Aufgabenstellung :: Benennen Sie in sämtlichen folgenden Einträgen "pixel coordinates" in "image coordinates" um und geben Sie die Einträge ansonsten unverändert wieder, jedoch ohne die Bilder.

(Einträge mit Koordinatenannotationen)
^^^^

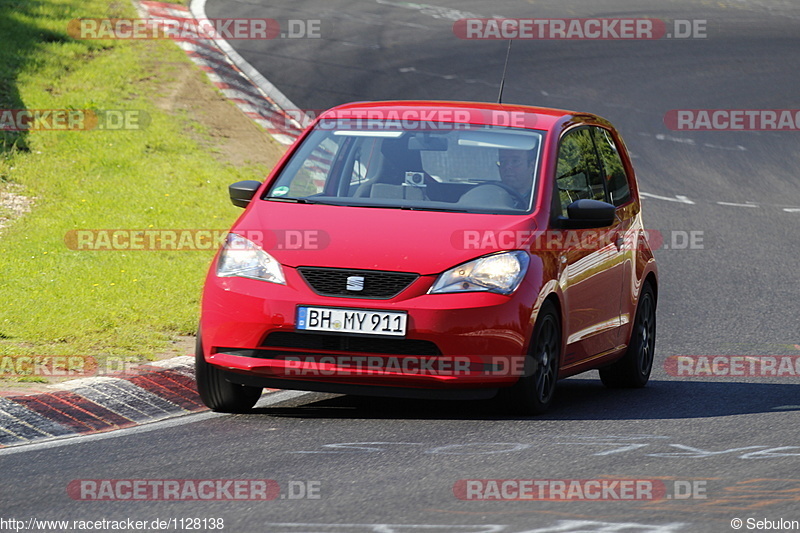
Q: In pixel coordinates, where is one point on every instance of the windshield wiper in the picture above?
(293, 200)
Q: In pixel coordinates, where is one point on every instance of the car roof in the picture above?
(483, 113)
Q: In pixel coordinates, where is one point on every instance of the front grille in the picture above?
(343, 343)
(377, 284)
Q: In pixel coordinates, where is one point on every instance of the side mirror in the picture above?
(588, 214)
(242, 192)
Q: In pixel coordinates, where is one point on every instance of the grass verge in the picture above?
(167, 175)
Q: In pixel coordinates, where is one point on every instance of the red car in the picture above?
(433, 250)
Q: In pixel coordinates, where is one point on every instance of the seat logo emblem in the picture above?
(355, 283)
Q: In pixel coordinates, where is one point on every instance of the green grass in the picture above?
(57, 301)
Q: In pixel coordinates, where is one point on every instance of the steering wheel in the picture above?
(519, 202)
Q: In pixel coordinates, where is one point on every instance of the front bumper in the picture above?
(466, 345)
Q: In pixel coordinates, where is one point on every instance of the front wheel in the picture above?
(217, 393)
(534, 391)
(633, 370)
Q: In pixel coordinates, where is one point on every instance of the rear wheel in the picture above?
(633, 370)
(534, 391)
(217, 393)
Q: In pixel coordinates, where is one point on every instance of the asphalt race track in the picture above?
(720, 447)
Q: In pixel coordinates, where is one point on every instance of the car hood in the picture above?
(424, 242)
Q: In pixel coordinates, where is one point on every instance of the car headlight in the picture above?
(245, 259)
(501, 273)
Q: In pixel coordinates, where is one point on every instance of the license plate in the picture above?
(364, 321)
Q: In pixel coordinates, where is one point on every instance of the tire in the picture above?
(217, 393)
(633, 369)
(533, 393)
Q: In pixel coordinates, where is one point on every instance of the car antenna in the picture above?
(503, 79)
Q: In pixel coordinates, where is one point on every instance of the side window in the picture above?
(616, 178)
(578, 174)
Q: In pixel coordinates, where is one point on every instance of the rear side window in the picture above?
(578, 174)
(616, 178)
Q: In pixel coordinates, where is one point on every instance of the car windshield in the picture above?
(461, 168)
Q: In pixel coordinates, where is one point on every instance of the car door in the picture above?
(591, 259)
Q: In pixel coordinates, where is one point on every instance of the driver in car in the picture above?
(516, 170)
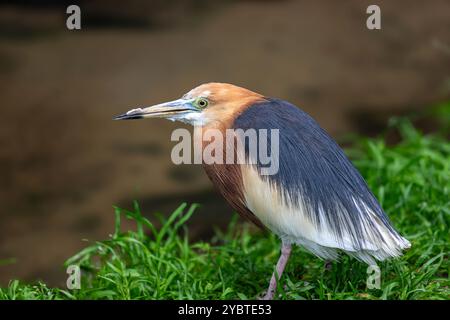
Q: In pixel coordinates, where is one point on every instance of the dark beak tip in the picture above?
(126, 116)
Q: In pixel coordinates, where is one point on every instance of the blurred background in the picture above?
(64, 163)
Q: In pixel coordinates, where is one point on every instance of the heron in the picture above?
(317, 199)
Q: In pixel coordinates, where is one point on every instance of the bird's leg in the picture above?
(285, 253)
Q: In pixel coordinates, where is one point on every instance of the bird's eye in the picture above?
(202, 103)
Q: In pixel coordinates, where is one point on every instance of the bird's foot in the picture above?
(268, 296)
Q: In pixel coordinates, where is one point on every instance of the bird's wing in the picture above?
(315, 184)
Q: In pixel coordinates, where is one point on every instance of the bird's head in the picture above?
(206, 104)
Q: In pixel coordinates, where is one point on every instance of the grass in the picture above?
(411, 180)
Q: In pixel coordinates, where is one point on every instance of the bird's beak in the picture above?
(170, 109)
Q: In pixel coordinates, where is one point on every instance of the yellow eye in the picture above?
(202, 103)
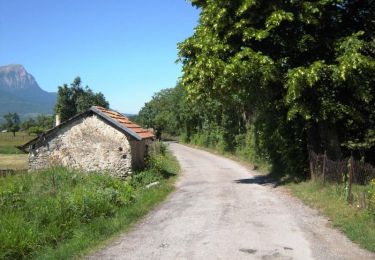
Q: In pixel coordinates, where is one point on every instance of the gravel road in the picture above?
(222, 210)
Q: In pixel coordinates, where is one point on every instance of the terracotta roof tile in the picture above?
(123, 120)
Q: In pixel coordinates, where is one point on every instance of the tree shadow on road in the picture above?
(259, 180)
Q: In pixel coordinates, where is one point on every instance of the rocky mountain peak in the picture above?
(14, 77)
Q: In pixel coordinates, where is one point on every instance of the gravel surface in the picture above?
(222, 210)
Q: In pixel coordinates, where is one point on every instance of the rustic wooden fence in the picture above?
(347, 171)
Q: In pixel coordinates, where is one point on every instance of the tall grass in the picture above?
(57, 213)
(356, 222)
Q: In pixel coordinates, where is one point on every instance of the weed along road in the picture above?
(222, 210)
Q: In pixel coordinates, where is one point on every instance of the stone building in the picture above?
(96, 140)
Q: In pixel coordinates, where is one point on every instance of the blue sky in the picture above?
(125, 49)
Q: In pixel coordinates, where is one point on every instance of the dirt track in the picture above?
(221, 210)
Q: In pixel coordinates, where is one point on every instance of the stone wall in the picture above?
(87, 144)
(139, 150)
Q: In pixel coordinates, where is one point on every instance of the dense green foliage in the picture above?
(276, 78)
(38, 125)
(12, 122)
(76, 99)
(58, 208)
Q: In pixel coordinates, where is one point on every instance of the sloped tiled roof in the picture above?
(124, 121)
(112, 117)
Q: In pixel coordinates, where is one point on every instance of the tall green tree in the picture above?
(12, 122)
(300, 73)
(76, 99)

^^^^

Ausgabe ::
Q: In image coordinates, where is one point on every instance of the windshield wiper in the picture above?
(293, 200)
Q: In image coordinates, where is one point on every instance of the car roof in the picture above?
(483, 113)
Q: In image coordinates, where is one point on every instance of the front grille in the picture above?
(343, 343)
(377, 284)
Q: In image coordinates, where is one point on every instance of the side mirror in the picture above?
(588, 214)
(242, 192)
Q: In image coordinates, where is one point on every instance of the grass verge in the picture above?
(167, 175)
Q: In image coordinates, where is one point on every instance of the red car in the picture above?
(433, 250)
Q: In image coordinates, where is one point on every instance of the seat logo emblem in the picture above?
(355, 283)
Q: In image coordinates, where is one point on every instance of the green grass in the picture above?
(57, 301)
Q: In image coordinates, where is one point on every instance of the steering wheel in the picture above?
(519, 202)
Q: In image coordinates, where is one point on every instance of the front bumper in the picture above?
(466, 345)
Q: In image coordinates, where is one point on every instance of the front wheel in the picture above?
(217, 393)
(534, 391)
(633, 370)
Q: In image coordinates, where is one point on every instance of the rear wheel in the picture above?
(633, 370)
(534, 391)
(217, 393)
Q: In image coordinates, where is one point on every instance of the asphalt race track in the picture above?
(720, 447)
Q: In image coordinates, where is one point on every instance of the car hood in the picture above?
(424, 242)
Q: In image coordinates, where is one point on every instance of the car headlight in the picture above?
(245, 259)
(501, 273)
Q: In image coordinates, where is one point on every instance of the license plate in the picture above?
(364, 321)
Q: In image coordinates, where is one point on every instance of the tire in the picture above?
(217, 393)
(633, 369)
(533, 393)
Q: In image coordinates, where is one point on every instance of the car antenna in the picture above?
(503, 79)
Q: In image coordinates, where is one point on every instance of the side window in the picture above?
(616, 178)
(578, 174)
Q: In image coordinates, where is one point on every instance of the rear side window in the picture above?
(578, 174)
(616, 178)
Q: In image coordinates, where is one point on every instance of the car windshield in the picture above?
(461, 168)
Q: In image coordinates, where is one point on every instance of the car door in the picture above?
(591, 259)
Q: In image coordinates, where is one point on every instance of the driver in car in the picture above?
(516, 170)
Q: In image coordinates, where is one point on every instance of the dark beak tip in the picture above?
(126, 116)
Q: In image coordinates, where is one point on every instance of the blurred background in the picture above?
(64, 163)
Q: In image coordinates, where is one point on every instance of the heron in the picture above?
(317, 199)
Q: In image coordinates, where is one point on every instance of the bird's leg in the picture above?
(285, 253)
Q: In image coordinates, where is one point on every instance of the bird's eye in the picture above?
(202, 103)
Q: In image coordinates, where is one point on every instance of the bird's foot in the picture above?
(268, 296)
Q: In image coordinates, where is one point on every instance of the bird's wing in the picture above?
(315, 184)
Q: In image coordinates, where is one point on every instance of the bird's head in the picture above?
(206, 104)
Q: In image coordinates, where is one point on every instance of the grass in the picture above?
(411, 180)
Q: In image coordinates, where is one point on every instance of the bird's beak in the picture above?
(170, 109)
Q: In image coordinates, where is one point on every instance of the yellow eye in the picture above?
(202, 103)
Q: In image coordinates, where is one point on every instance of the gravel road in the picture above?
(222, 210)
Q: In image coordinates, where is one point on every instance of the terracotta roof tile in the picture above?
(123, 120)
Q: In image coordinates, where is one point on every instance of the tree shadow on road in the picture above?
(259, 180)
Q: In image coordinates, where is one point on every instance of the rocky mountain peak in the picture above?
(14, 77)
Q: In image coordinates, where is one point on every instance of the gravel surface in the picture above?
(222, 210)
Q: In image coordinates, where is one point on every instance of the rustic wooden fence in the picture above?
(347, 171)
Q: In image coordinates, where is one point on every instance of the tall grass in the picture above?
(57, 213)
(356, 222)
Q: In image coordinates, where is one point on every instance of the weed along road in the picture above?
(222, 210)
Q: In image coordinates, where is one point on every instance of the stone building in the picture above?
(96, 140)
Q: In image coordinates, where is one point on every instance of the blue sky in the picture above?
(125, 49)
Q: In image coordinates, where is one point on every instance of the dirt track in the picture above?
(221, 210)
Q: In image coordinates, where is one point on every instance of the stone wall in the picture above?
(87, 144)
(139, 150)
Q: In image coordinates, where is one point on every instance of the dense green foliage in the picture above?
(276, 78)
(38, 125)
(12, 122)
(76, 99)
(58, 208)
Q: In image coordinates, where is one point on every instance of the sloped tiled roof in the picture above?
(124, 121)
(112, 117)
Q: In image coordinates, where is one point on every instance of the tall green tree in the picture above?
(12, 122)
(300, 73)
(76, 99)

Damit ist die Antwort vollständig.